▸ Source material
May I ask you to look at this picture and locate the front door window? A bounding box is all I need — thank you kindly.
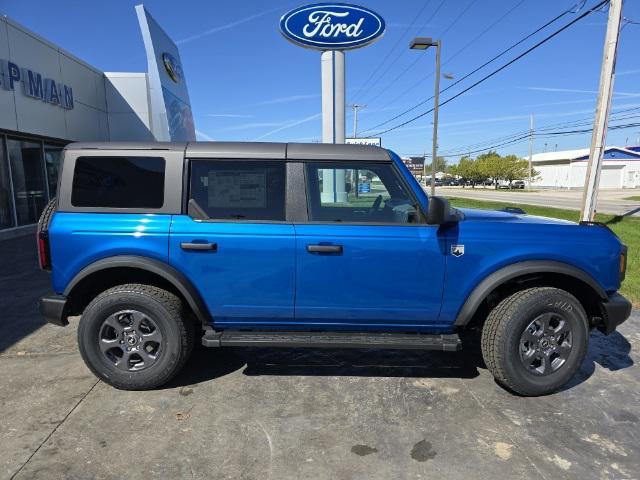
[306,163,421,224]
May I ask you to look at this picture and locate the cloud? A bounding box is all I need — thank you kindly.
[257,94,320,106]
[202,113,254,118]
[221,122,286,132]
[617,68,640,77]
[253,113,322,141]
[176,5,284,45]
[439,114,531,128]
[195,129,214,141]
[524,99,596,108]
[526,87,640,97]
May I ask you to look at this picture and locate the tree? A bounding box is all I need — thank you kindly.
[502,155,540,185]
[452,156,484,187]
[426,155,447,175]
[476,151,503,188]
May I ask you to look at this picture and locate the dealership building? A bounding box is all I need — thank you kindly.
[531,146,640,190]
[0,6,195,238]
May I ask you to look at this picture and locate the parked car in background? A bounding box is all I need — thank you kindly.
[511,180,526,189]
[38,142,631,396]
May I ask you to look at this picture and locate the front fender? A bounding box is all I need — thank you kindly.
[453,260,607,326]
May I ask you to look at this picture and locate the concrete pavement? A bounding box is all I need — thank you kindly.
[1,236,639,479]
[437,187,640,217]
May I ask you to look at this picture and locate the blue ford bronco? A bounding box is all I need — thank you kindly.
[37,142,631,395]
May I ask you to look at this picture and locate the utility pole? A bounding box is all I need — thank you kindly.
[580,0,623,222]
[349,104,366,138]
[528,114,534,190]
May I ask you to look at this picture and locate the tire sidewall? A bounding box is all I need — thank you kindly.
[78,290,182,388]
[500,290,588,395]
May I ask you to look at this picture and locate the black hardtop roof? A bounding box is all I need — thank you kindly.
[65,141,391,162]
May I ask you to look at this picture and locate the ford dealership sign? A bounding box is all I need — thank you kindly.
[280,3,385,50]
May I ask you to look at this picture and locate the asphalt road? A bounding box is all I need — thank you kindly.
[1,236,639,479]
[437,187,640,217]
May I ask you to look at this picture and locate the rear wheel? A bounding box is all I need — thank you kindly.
[78,284,194,390]
[481,287,588,396]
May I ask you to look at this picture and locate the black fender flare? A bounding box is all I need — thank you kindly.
[453,260,607,326]
[64,255,212,326]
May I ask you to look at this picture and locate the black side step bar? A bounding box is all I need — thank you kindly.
[202,330,461,351]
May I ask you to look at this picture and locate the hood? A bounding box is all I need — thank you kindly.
[458,207,576,226]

▸ Work to be completed
Where the line containing "locate the asphalt" appears in the records above, begin there and print every line through the last, exactly and with nothing else.

▸ Expected answer
May I ask you to look at this picture and locate the asphalt road? A bounding box is all I need — thank you kindly.
[1,236,639,479]
[437,187,640,217]
May I ask you to look at this picture and locate the rear wheel? A bounding box is all I need — thank you kindly.
[78,284,194,390]
[481,287,588,396]
May I ask you to look at this picture and locate the black fender flare? A bounding box is all I need — thank you kindly.
[453,260,607,326]
[64,255,212,326]
May I ask you to look at this picture and locate the black side step bar? A bounding box is all I need — thank you kindly.
[202,330,461,351]
May I ask you to look at this picture and locate the hood? A bounding box is all I need — thank you kindly.
[458,207,576,226]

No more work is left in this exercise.